··· TASK INPUT ···

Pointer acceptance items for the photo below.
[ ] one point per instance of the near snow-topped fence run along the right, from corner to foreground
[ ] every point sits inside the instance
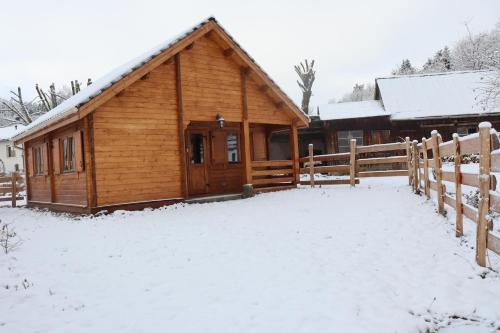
(486, 144)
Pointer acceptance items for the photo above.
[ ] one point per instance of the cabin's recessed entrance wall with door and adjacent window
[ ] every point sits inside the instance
(214, 160)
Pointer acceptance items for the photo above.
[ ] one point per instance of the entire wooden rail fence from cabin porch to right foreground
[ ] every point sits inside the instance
(419, 161)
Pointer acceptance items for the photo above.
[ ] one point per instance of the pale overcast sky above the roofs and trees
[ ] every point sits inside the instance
(351, 41)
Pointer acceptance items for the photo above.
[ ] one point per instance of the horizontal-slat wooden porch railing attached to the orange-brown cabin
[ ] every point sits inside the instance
(274, 173)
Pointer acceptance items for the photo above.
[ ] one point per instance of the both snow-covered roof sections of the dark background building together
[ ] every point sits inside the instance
(417, 96)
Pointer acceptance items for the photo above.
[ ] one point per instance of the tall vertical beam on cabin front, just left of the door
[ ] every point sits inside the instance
(180, 124)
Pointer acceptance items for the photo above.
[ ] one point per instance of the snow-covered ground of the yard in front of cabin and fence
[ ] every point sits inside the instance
(375, 258)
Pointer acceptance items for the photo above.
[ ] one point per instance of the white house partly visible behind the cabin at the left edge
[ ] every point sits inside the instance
(11, 156)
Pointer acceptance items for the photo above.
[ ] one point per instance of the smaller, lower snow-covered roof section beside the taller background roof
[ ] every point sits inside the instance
(350, 110)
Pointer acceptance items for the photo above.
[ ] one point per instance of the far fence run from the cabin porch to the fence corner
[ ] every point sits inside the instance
(356, 163)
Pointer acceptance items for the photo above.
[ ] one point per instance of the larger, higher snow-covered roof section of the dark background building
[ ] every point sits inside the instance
(432, 95)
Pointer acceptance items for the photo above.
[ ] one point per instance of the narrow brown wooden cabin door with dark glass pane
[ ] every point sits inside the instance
(197, 162)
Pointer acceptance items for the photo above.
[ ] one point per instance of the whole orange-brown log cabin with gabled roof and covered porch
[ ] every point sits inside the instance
(188, 119)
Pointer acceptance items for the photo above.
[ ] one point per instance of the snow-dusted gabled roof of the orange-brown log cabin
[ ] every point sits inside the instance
(70, 105)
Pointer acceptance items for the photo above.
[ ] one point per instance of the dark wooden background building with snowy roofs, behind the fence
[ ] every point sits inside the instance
(403, 106)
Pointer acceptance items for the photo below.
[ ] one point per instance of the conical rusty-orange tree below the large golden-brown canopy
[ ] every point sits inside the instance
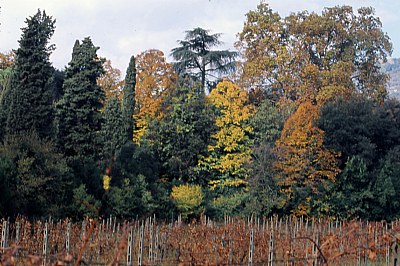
(305, 166)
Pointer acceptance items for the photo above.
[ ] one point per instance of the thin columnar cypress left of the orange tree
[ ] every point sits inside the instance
(128, 100)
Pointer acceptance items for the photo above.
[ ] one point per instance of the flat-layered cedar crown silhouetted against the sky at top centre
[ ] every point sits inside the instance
(194, 55)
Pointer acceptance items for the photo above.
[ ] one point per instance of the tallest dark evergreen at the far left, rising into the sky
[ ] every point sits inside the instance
(30, 99)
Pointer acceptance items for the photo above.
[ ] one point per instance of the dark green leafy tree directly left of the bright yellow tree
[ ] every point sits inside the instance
(183, 134)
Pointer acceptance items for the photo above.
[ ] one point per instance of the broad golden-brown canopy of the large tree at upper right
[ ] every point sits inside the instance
(303, 54)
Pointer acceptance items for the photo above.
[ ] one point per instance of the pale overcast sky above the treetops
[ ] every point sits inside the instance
(122, 28)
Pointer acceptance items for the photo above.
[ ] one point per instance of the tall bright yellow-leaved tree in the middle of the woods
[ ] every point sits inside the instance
(231, 147)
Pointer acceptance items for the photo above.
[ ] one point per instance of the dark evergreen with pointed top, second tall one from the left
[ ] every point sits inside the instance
(78, 111)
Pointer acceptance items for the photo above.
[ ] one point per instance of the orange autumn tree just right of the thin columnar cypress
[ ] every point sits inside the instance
(155, 77)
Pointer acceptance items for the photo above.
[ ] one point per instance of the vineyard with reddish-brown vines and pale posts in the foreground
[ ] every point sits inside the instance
(272, 241)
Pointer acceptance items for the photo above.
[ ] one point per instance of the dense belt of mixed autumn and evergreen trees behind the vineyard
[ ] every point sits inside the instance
(296, 121)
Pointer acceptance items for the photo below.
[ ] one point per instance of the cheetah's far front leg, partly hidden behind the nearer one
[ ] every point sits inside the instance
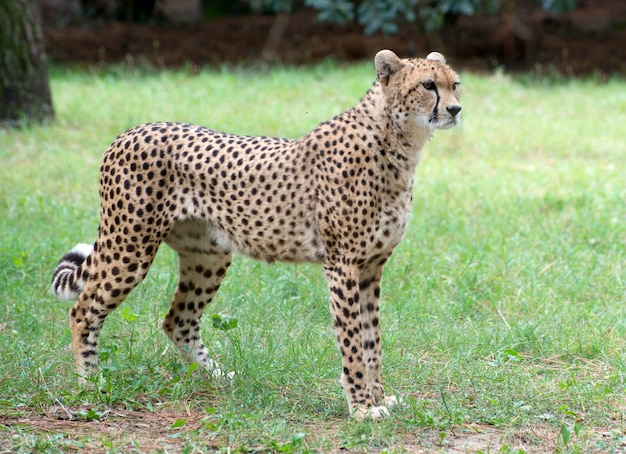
(369, 287)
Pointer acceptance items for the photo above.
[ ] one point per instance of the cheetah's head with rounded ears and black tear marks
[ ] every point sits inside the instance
(419, 93)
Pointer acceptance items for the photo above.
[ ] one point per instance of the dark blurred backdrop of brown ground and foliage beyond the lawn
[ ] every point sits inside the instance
(573, 37)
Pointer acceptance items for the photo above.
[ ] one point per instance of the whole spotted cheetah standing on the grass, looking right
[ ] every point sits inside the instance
(340, 196)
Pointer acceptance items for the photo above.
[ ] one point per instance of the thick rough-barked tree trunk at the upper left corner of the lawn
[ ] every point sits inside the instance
(24, 87)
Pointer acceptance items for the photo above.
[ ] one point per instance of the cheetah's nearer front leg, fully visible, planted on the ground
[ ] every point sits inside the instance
(343, 285)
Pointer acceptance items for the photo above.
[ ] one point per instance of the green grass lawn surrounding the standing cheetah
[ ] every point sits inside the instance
(503, 308)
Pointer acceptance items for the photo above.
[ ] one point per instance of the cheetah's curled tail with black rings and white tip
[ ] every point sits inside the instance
(67, 281)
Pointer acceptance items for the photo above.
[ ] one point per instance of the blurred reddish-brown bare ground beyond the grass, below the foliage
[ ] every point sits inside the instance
(588, 40)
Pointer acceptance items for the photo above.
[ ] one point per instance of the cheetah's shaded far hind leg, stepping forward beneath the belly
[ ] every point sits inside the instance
(200, 276)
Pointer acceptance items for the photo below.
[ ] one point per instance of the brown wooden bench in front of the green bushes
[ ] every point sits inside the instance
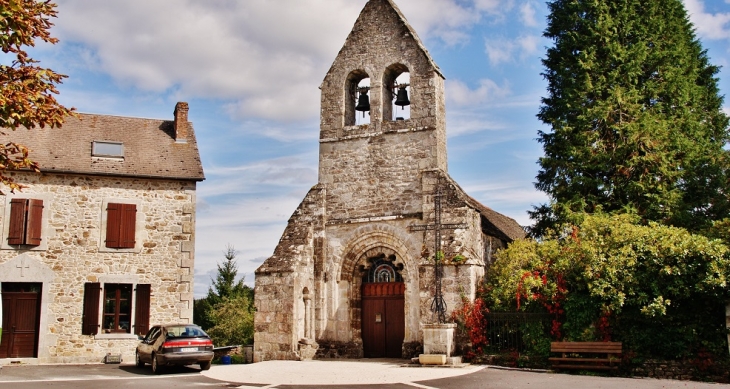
(586, 355)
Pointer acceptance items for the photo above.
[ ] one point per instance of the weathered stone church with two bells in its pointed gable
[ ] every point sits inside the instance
(354, 272)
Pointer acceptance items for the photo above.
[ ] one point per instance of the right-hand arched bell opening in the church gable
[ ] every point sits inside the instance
(397, 93)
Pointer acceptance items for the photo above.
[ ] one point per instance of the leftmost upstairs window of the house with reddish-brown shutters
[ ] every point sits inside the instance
(26, 216)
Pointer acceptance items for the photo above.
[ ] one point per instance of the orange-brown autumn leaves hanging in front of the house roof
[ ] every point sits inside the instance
(27, 90)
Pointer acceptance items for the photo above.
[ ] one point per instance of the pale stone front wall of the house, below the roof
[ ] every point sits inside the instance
(74, 253)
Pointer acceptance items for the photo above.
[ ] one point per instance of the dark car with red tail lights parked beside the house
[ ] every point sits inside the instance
(175, 344)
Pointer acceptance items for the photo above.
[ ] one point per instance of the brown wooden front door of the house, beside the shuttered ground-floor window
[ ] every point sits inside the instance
(21, 318)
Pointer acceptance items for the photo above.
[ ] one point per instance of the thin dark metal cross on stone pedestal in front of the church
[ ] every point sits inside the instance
(438, 305)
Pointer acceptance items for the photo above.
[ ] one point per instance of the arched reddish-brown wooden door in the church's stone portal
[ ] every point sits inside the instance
(383, 311)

···

**EXERCISE**
The result should be all the records, retyped exactly, with no pictures among them.

**EXPECTED ANSWER**
Pointer acceptance items for the photo below.
[ ] one point per instance of the near snow-topped fence run along the right, from corner to foreground
[ ] every point sits inside the instance
(486, 144)
Pointer acceptance items for the photo above.
[ ] one point per instance of the cabin's recessed entrance wall with door and adjacent window
[ ] every point sits inside the instance
(214, 160)
Pointer acceptance items for the photo above.
[ ] one point per instance of the entire wooden rail fence from cabin porch to right foreground
[ ] every point sits inside the instance
(419, 161)
Pointer acceptance items for the photo above.
[ ] one point per instance of the pale overcast sky above the roofs and trees
[ ] every point sits inside the instance
(351, 41)
Pointer acceptance items for the photo above.
[ ] one point per instance of the horizontal-slat wooden porch railing attached to the orange-brown cabin
[ ] every point sits inside the instance
(274, 173)
Pointer acceptance items for the photo above.
[ ] one point per instance of the both snow-covered roof sections of the dark background building together
[ ] every point sits inside the instance
(417, 96)
Pointer acceptance items for the photo above.
[ ] one point per instance of the tall vertical beam on cabin front, just left of the door
[ ] every point sits inside the instance
(180, 124)
Pointer acceptance items for the photo above.
[ ] one point per instance of the snow-covered ground of the yard in front of cabin and fence
[ ] every point sits inside the instance
(375, 258)
Pointer acceptance items for the photo above.
[ ] one point per instance of the white house partly visible behind the cabin at the left edge
[ ] every point sits inside the instance
(11, 156)
Pointer acceptance items for the photo above.
[ ] one point per instance of the smaller, lower snow-covered roof section beside the taller background roof
[ ] every point sits inside the instance
(350, 110)
Pointer acceptance items for the photo above.
[ ] one point per instance of the far fence run from the cabin porch to the fence corner
[ ] every point sits inside the instance
(356, 163)
Pointer acceptance items for the photo above.
[ ] one point per instance of the larger, higher snow-covered roof section of the dark background building
[ ] every point sits inside the instance
(432, 95)
Pointer acceptance items for the photo above.
[ ] one point per instance of the narrow brown wooden cabin door with dark glass pane
[ ] every point sits inside the instance
(197, 162)
Pointer acceptance items for the photo above.
[ ] one point per instance of the whole orange-brown log cabin with gabled roof and covered porch
[ ] every point sits inside the instance
(188, 119)
Pointer acceptance items for the photo above.
[ ] one point per instance of the snow-dusted gabled roof of the orange-brown log cabin
[ ] every point sits inside the instance
(70, 105)
Pointer acceptance items for the photo above.
[ ] one point per instance of the dark wooden background building with snowy roofs, behind the fence
[ ] every point sits inside the instance
(403, 106)
Pointer acceptance items for the photo below.
[ ] one point per instance of the conical rusty-orange tree below the large golden-brown canopy
[ ] every point sits inside the instance
(305, 166)
Pointer acceptance items for the photo above.
[ ] one point per instance of the thin columnar cypress left of the orange tree
[ ] every point sits inside the instance
(128, 100)
Pointer acceptance items for the photo above.
[ ] one point per instance of the flat-layered cedar crown silhouetted against the sky at top centre
[ ] every point sits inside the instance
(194, 55)
Pointer acceptance items for the photo above.
[ ] one point per instance of the tallest dark evergreen at the far left, rising into the sky
[ ] every point sits inside the instance
(30, 99)
Pointer acceptance items for the photo above.
[ ] one point per instance of the dark green leafy tree directly left of the bright yellow tree
[ ] every point sits inside the instance
(183, 134)
Pointer acceptance items for the photo above.
[ ] one point per instance of the broad golden-brown canopy of the large tree at upper right
[ ] every point sits inside the instance
(303, 54)
Pointer acceptance items for the photo above.
[ ] one point per instance of the pale overcast sky above the treetops
[ ] every point sits inside the instance
(122, 28)
Pointer acceptance items for the photo above.
[ ] one point per instance of the tall bright yellow-leaved tree in the middle of the woods
[ ] every point sits inside the instance
(231, 147)
Pointer acceptance items for the photo above.
[ ] one point per instance of the dark evergreen with pointed top, second tall one from the left
[ ] every point sits inside the instance
(78, 111)
Pointer acceptance items for the photo above.
[ ] one point per instance of the orange autumn tree just right of the thin columnar cypress
[ ] every point sits inside the instance
(155, 77)
Pointer acceptance items for the photo above.
[ ] one point per instance of the vineyard with reddish-brown vines and pale posts in the foreground
[ ] every point sits inside the instance
(272, 241)
Pointer acceptance items for the photo above.
[ ] one point per instance of the dense belt of mixed autumn and evergreen trees behind the vineyard
[ ] every point sits inside the instance
(296, 121)
Pointer acceptance items for the photo below.
[ ] one point per instance of the cheetah's far front leg, partly hidden behind the nearer one
[ ] every point sits inside the instance
(369, 287)
Pointer acceptance items for the photo above.
[ ] one point per instance of the cheetah's head with rounded ears and black tear marks
[ ] every point sits inside the instance
(419, 93)
Pointer acceptance items for the photo above.
[ ] one point per instance of the dark blurred backdrop of brown ground and foliage beyond the lawn
[ ] every point sits inside the instance
(573, 37)
Pointer acceptance items for the photo above.
[ ] one point per instance of the whole spotted cheetah standing on the grass, looking right
[ ] every point sits inside the instance
(340, 196)
Pointer acceptance items for the photo above.
[ ] one point per instance of the thick rough-barked tree trunk at the upper left corner of the lawn
[ ] every point sits inside the instance
(24, 87)
Pointer acceptance items for the photo above.
[ ] one point per instance of the cheetah's nearer front leg, fully visible, planted on the ground
[ ] every point sits inside the instance
(343, 285)
Pointer acceptance items for the photo above.
[ ] one point per instance of the green grass lawn surrounding the standing cheetah
[ ] every point sits inside the instance
(503, 308)
Pointer acceptance items for the photo above.
[ ] one point per instance of the cheetah's curled tail with black rings and white tip
[ ] every point sits inside the instance
(67, 281)
Pointer acceptance items for the photo above.
[ ] one point per instance of the blurred reddish-brown bare ground beyond the grass, below the foliage
[ ] every point sits inside the instance
(588, 40)
Pointer acceptance items for the photo above.
[ ] one point per instance of the cheetah's shaded far hind leg, stepping forward beneath the belly
[ ] every point sits inside the instance
(200, 276)
Pointer acceptance items for the photo below.
[ ] one point per instance of the brown wooden bench in front of the green bushes
[ ] every point sits inside the instance
(586, 355)
Pointer acceptance items for the photo above.
[ ] one point per instance of the weathered stone church with two bells in its pointed gable
[ ] every point sits inside the instance
(354, 272)
Pointer acceptance items for the photo above.
[ ] one point per instance of the right-hand arched bell opening in the church gable
[ ] every point sits inside the instance
(397, 93)
Pointer acceptance items for the photo above.
[ ] one point per instance of the leftmost upstairs window of the house with reddish-brown shutters
[ ] every point sits inside the instance
(26, 216)
Pointer acceptance items for the photo above.
[ ] one point per instance of the orange-brown autumn leaves hanging in front of the house roof
[ ] every point sits inside the instance
(27, 90)
Pointer acceptance items for the photo above.
[ ] one point per instance of the pale stone front wall of the house, below the roof
[ ] every point sits inside the instance
(74, 253)
Pointer acceptance items for the photo above.
[ ] one point per instance of the dark car with red tail lights parked beside the house
[ ] every point sits inside the instance
(175, 344)
Pointer acceptance items for the photo above.
[ ] one point per instance of the brown wooden front door of the house, beside the shuttered ground-floor window
[ ] every point sits inside the instance
(21, 318)
Pointer acceptance items for the photo above.
[ ] one point per instance of the thin dark metal cross on stone pedestal in front of the church
[ ] every point sits inside the instance
(438, 305)
Pointer acceptance items for the photo above.
[ ] one point per instance of the arched reddish-brown wooden door in the church's stone portal
[ ] every point sits inside the instance
(383, 311)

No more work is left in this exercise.